## To do
Print each line of the entries below verbatim, leaving out the pictures.

● ● ● ● ● ● ●

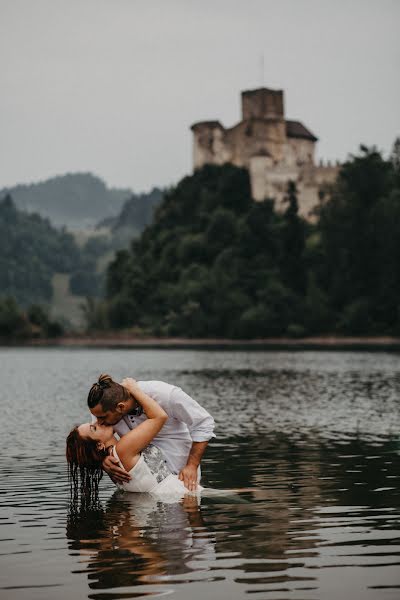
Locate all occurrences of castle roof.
[190,121,223,131]
[286,121,318,142]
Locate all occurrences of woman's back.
[112,444,176,492]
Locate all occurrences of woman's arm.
[116,377,168,471]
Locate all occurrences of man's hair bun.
[97,373,113,388]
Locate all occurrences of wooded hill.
[101,142,400,338]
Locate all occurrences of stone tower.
[191,88,338,218]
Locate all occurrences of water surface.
[0,348,400,600]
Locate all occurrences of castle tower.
[191,88,339,219]
[242,88,284,121]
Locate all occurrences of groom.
[88,378,215,491]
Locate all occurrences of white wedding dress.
[112,444,203,497]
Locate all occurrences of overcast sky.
[0,0,400,191]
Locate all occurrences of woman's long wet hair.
[66,374,130,504]
[66,426,108,503]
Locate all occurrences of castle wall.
[242,88,284,121]
[192,88,339,220]
[284,138,315,166]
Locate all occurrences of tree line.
[93,140,400,338]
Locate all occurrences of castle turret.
[242,88,284,121]
[192,88,339,218]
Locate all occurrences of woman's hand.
[121,377,138,392]
[102,456,131,484]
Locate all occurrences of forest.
[99,140,400,339]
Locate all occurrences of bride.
[66,375,203,495]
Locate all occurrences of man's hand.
[102,456,131,484]
[179,465,197,492]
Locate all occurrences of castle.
[191,88,339,219]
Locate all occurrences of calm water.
[0,349,400,600]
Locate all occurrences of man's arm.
[179,441,208,492]
[170,387,215,491]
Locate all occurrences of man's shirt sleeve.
[168,387,216,442]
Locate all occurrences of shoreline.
[0,334,400,351]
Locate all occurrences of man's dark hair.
[88,373,130,411]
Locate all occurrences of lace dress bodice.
[112,444,196,494]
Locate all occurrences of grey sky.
[0,0,400,191]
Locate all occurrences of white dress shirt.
[114,381,215,475]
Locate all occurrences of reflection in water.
[67,434,400,600]
[0,349,400,600]
[67,491,214,590]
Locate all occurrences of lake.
[0,348,400,600]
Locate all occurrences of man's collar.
[127,404,143,417]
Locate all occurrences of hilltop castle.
[191,88,339,218]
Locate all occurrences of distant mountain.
[0,173,132,229]
[0,195,83,305]
[103,188,163,238]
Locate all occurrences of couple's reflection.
[67,491,215,590]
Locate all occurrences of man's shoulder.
[137,380,175,402]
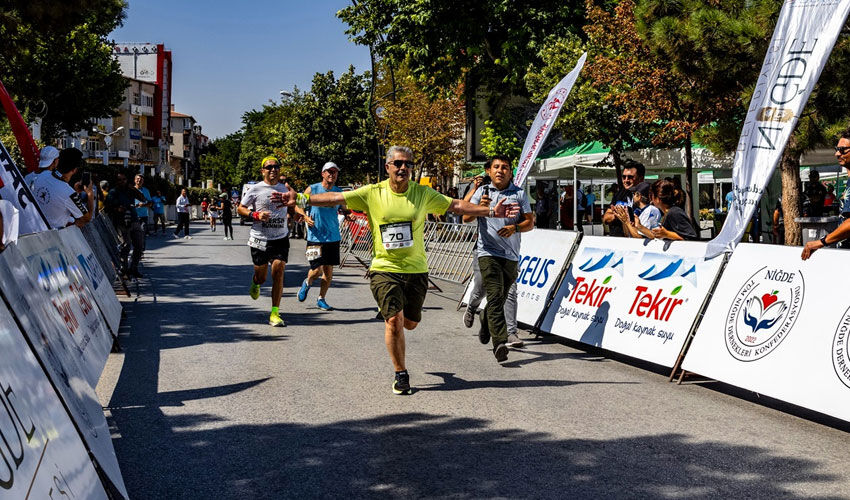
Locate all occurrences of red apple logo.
[761,290,779,309]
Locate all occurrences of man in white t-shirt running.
[236,156,296,326]
[32,148,94,229]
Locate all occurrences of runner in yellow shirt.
[299,146,519,394]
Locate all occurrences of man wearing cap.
[32,148,94,229]
[236,156,295,326]
[24,146,59,190]
[295,161,348,311]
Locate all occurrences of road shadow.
[113,408,839,499]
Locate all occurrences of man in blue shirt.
[463,155,534,363]
[295,161,348,311]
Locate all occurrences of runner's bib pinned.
[248,236,268,252]
[381,221,413,250]
[307,245,322,261]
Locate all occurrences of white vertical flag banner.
[514,52,587,187]
[0,137,49,234]
[706,0,850,257]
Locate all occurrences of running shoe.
[463,306,475,328]
[269,312,286,326]
[478,311,490,344]
[493,343,508,363]
[393,370,410,396]
[298,280,310,302]
[508,333,525,348]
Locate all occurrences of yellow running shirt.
[343,180,452,273]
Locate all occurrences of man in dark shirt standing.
[602,160,646,236]
[105,172,148,278]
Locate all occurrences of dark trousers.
[174,212,189,236]
[478,257,517,347]
[221,217,233,238]
[116,221,145,272]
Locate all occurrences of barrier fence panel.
[0,241,127,498]
[540,236,723,368]
[339,212,372,269]
[462,229,578,327]
[425,222,478,283]
[682,243,850,421]
[59,226,121,337]
[16,229,113,387]
[0,300,107,499]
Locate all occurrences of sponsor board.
[682,243,850,421]
[59,226,121,337]
[540,236,722,367]
[463,229,578,326]
[0,300,107,499]
[0,243,127,498]
[17,229,112,387]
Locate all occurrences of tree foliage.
[0,0,126,138]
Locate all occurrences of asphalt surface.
[98,224,850,499]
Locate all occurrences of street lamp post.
[92,127,124,165]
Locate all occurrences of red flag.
[0,77,39,172]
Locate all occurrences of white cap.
[38,146,59,168]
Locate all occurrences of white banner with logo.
[0,138,47,234]
[17,229,113,387]
[0,242,127,498]
[0,300,106,499]
[463,229,578,326]
[707,0,850,256]
[540,236,722,367]
[514,52,587,187]
[682,243,850,421]
[59,226,121,337]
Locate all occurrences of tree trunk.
[779,142,802,246]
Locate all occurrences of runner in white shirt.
[236,156,296,326]
[32,148,94,229]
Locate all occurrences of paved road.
[98,224,850,499]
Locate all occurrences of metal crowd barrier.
[339,214,478,284]
[339,212,372,269]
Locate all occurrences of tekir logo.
[832,308,850,388]
[540,88,567,120]
[723,267,806,361]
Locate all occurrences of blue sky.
[110,0,370,138]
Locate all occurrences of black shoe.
[478,311,490,344]
[393,370,410,396]
[493,343,508,363]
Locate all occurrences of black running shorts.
[307,241,339,269]
[250,238,289,266]
[369,271,428,323]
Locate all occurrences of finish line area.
[91,224,850,498]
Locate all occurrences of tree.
[0,0,126,138]
[201,131,240,186]
[378,76,466,185]
[282,66,376,185]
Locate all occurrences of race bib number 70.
[381,221,413,250]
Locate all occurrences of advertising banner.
[514,53,584,187]
[16,229,113,387]
[682,243,850,421]
[0,300,107,499]
[707,0,850,257]
[540,236,722,368]
[0,137,48,234]
[463,229,578,326]
[59,226,121,337]
[0,243,127,498]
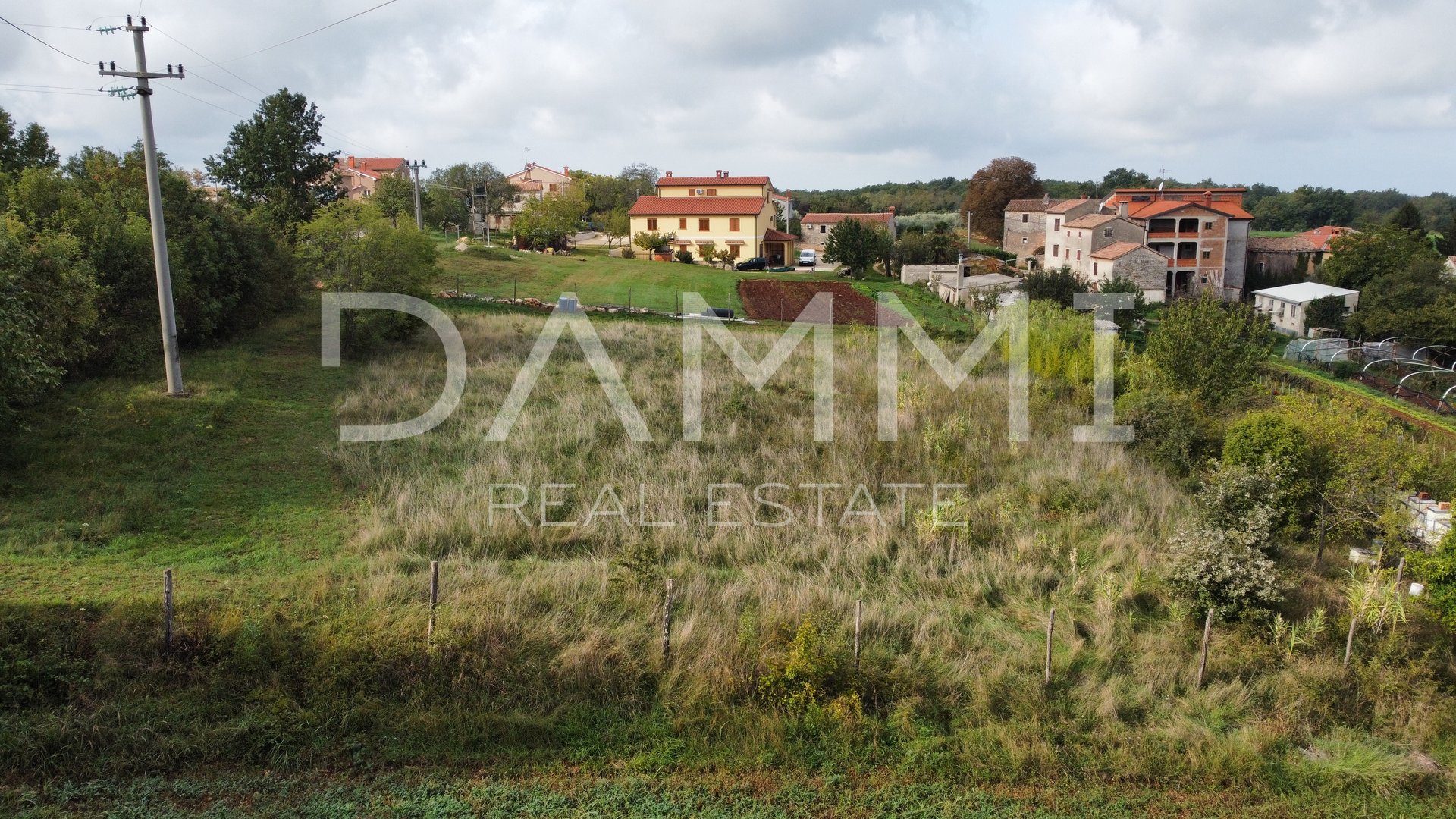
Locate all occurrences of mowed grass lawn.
[437,240,971,329]
[0,309,353,604]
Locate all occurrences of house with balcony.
[1102,188,1254,300]
[334,156,410,199]
[489,162,571,231]
[628,171,798,264]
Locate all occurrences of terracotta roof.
[1046,198,1097,213]
[1006,199,1056,213]
[657,177,769,188]
[1301,224,1358,251]
[1127,199,1254,218]
[1063,213,1117,228]
[628,196,764,215]
[334,156,405,179]
[1092,242,1162,259]
[1249,236,1322,253]
[799,213,896,224]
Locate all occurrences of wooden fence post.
[663,577,673,667]
[855,601,864,676]
[1043,606,1057,685]
[162,568,172,656]
[425,560,440,648]
[1194,609,1213,688]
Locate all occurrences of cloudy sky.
[0,0,1456,194]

● ● ● ● ● ● ●

## Result for this exercise
Locate all occurrences of castle roof.
[190,121,223,131]
[286,121,318,142]
Locate all occurrences of woman's back.
[112,444,176,492]
Locate all occurrences of woman's arm.
[116,377,168,471]
Locate all occurrences of man's hair bun.
[97,373,113,388]
Locate all occurrences of wooded hill.
[101,142,400,338]
Locate all occurrences of stone tower.
[191,88,338,218]
Locate all occurrences of water surface.
[0,348,400,600]
Locate all occurrences of castle tower.
[191,88,339,219]
[242,88,284,121]
Locate all occurrences of groom.
[88,378,215,491]
Locate all occurrences of white wedding dress.
[112,444,203,497]
Locate all occurrences of overcast sky.
[0,0,400,191]
Locate all occurrences of woman's long wet hair.
[66,374,130,504]
[66,426,108,503]
Locate all occurrences of castle wall.
[242,88,284,121]
[192,88,339,220]
[284,138,315,166]
Locate all occurrences of tree line.
[93,140,400,338]
Locate all occurrences of castle turret.
[242,88,284,121]
[192,88,339,218]
Locate all occurrences of woman's hand.
[121,377,138,392]
[102,456,131,484]
Locate all occurrences of forest.
[99,140,400,339]
Locate all occurrences of bride.
[66,375,203,495]
Locate all occurrences of man's hand.
[102,456,131,484]
[179,465,197,492]
Locate all occurrences of castle.
[191,88,339,219]
Locate all occurrences of calm water.
[0,349,400,600]
Locate all occurrences of man's arm.
[179,441,208,492]
[170,387,215,491]
Locate all occurrences of man's shirt sleeve.
[168,387,216,442]
Locate all occurrences of shoreline.
[0,334,400,351]
Locate all occurrences of man's dark hair.
[88,373,130,411]
Locate all occurrences of lace dress bodice.
[112,444,196,494]
Locate all occurrences of grey sky.
[0,0,400,191]
Locate all occurrences of white dress shirt.
[114,381,215,475]
Locate all occurrences of reflection in water.
[67,434,400,600]
[0,349,400,600]
[67,491,214,590]
Locate all occurrences of lake.
[0,348,400,600]
Locate all occurrences of man's collar.
[127,404,143,417]
Locate all occurrences of hilltop castle.
[191,88,339,218]
Locate all occurrences of distant mountain.
[0,173,132,229]
[0,195,83,305]
[103,188,163,238]
Locate all occurrences of couple's reflection.
[67,491,215,590]
Locate all occurrences of man's shoulder.
[137,380,175,402]
Locate all occurrences of red apple logo.
[761,290,779,309]
Locate all occurrences of man in white t-shirt running.
[236,156,296,326]
[32,148,94,229]
Locate all occurrences of runner in yellow shirt.
[299,146,519,394]
Locate all occurrences of man wearing cap.
[32,148,94,229]
[236,156,295,326]
[24,146,59,190]
[295,161,348,311]
Locate all occurrences of road shadow.
[113,408,839,499]
Locate all occurrences of man in blue shirt.
[463,155,534,363]
[295,161,348,311]
Locate all occurrences of runner's bib pinned.
[248,236,268,252]
[381,221,413,250]
[307,245,322,261]
Locate all occurrences of white vertical flag banner.
[514,52,587,187]
[0,137,49,234]
[706,0,850,257]
Locate all occurrences of running shoe.
[463,306,475,328]
[269,312,286,326]
[478,311,490,344]
[493,343,508,363]
[393,370,410,396]
[298,280,310,302]
[508,333,525,348]
Locate all occurrences of yellow running shirt.
[343,180,452,273]
Locate all occurrences of man in dark shirt standing.
[602,160,646,236]
[105,172,148,278]
Locate all occurrences of dark trousers.
[174,212,189,236]
[478,257,517,347]
[221,217,233,238]
[116,221,145,272]
Locate all occurrences of barrier fence panel.
[0,241,127,498]
[540,236,723,368]
[339,212,372,269]
[462,229,578,327]
[425,222,478,283]
[682,243,850,421]
[59,226,121,337]
[16,229,113,387]
[0,300,107,499]
Locate all occurrences of sponsor board.
[682,243,850,421]
[59,226,121,337]
[540,236,722,367]
[463,229,578,326]
[0,300,107,499]
[0,243,127,498]
[17,229,112,387]
Locate all occurrences of tree foliage.
[0,0,126,138]
Locate all occurrences of asphalt surface.
[98,224,850,499]
Locate all occurrences of street lamp post.
[92,127,124,165]
Locate all occurrences of red flag.
[0,77,39,172]
Locate all occurrences of white cap.
[38,146,59,168]
Locate all occurrences of white banner with logo.
[0,138,47,234]
[17,229,113,387]
[0,242,127,498]
[0,300,106,499]
[463,229,578,326]
[707,0,850,256]
[540,236,722,367]
[514,52,587,187]
[682,243,850,421]
[59,226,121,337]
Locate all occurrences of tree trunk.
[779,142,802,246]
Locate all occurrences of runner in white shirt.
[236,156,296,326]
[32,148,94,229]
Locate all occurrences of paved road.
[98,224,850,499]
Locate all occurrences of metal crowd barrier.
[339,214,478,284]
[339,212,372,269]
Locate all occurrences of tekir logo.
[832,308,850,388]
[540,88,567,120]
[723,267,806,361]
Locate all occurrences of blue sky.
[110,0,370,138]
Locate all occurrences of black shoe.
[478,311,490,344]
[393,370,410,396]
[493,343,508,363]
Locate all occurrences of black running shorts.
[307,241,339,269]
[250,238,289,266]
[369,271,428,323]
Locate all occurrences of finish line area.
[91,224,850,498]
Locate all occurrences of tree.
[0,0,126,138]
[201,131,240,186]
[378,76,466,185]
[282,66,376,185]
Locate all occurrences of race bib number 70.
[381,221,413,250]
Locate all occurrences of advertising banner.
[514,53,584,187]
[16,229,113,387]
[682,243,850,421]
[0,300,107,499]
[707,0,850,257]
[540,236,722,368]
[0,137,48,234]
[463,229,578,326]
[59,226,121,337]
[0,243,127,498]
Locate all occurrences of mowed grass lawn.
[437,240,971,329]
[0,309,353,604]
Locate all occurrences of house with balcony.
[1102,188,1254,300]
[334,156,410,199]
[489,162,571,231]
[628,171,798,264]
Locate all occurrences of terracotta roof.
[1046,198,1097,213]
[1006,199,1056,213]
[657,177,769,188]
[1301,224,1358,251]
[1127,199,1254,218]
[1063,213,1117,228]
[628,196,764,215]
[334,156,405,179]
[1092,242,1162,259]
[1249,236,1322,253]
[799,213,896,224]
Locate all occurrences of wooden fence post.
[663,577,673,667]
[855,601,864,676]
[1043,606,1057,685]
[162,568,172,656]
[425,560,440,648]
[1194,609,1213,688]
Locate all occurrences of cloudy sky.
[0,0,1456,194]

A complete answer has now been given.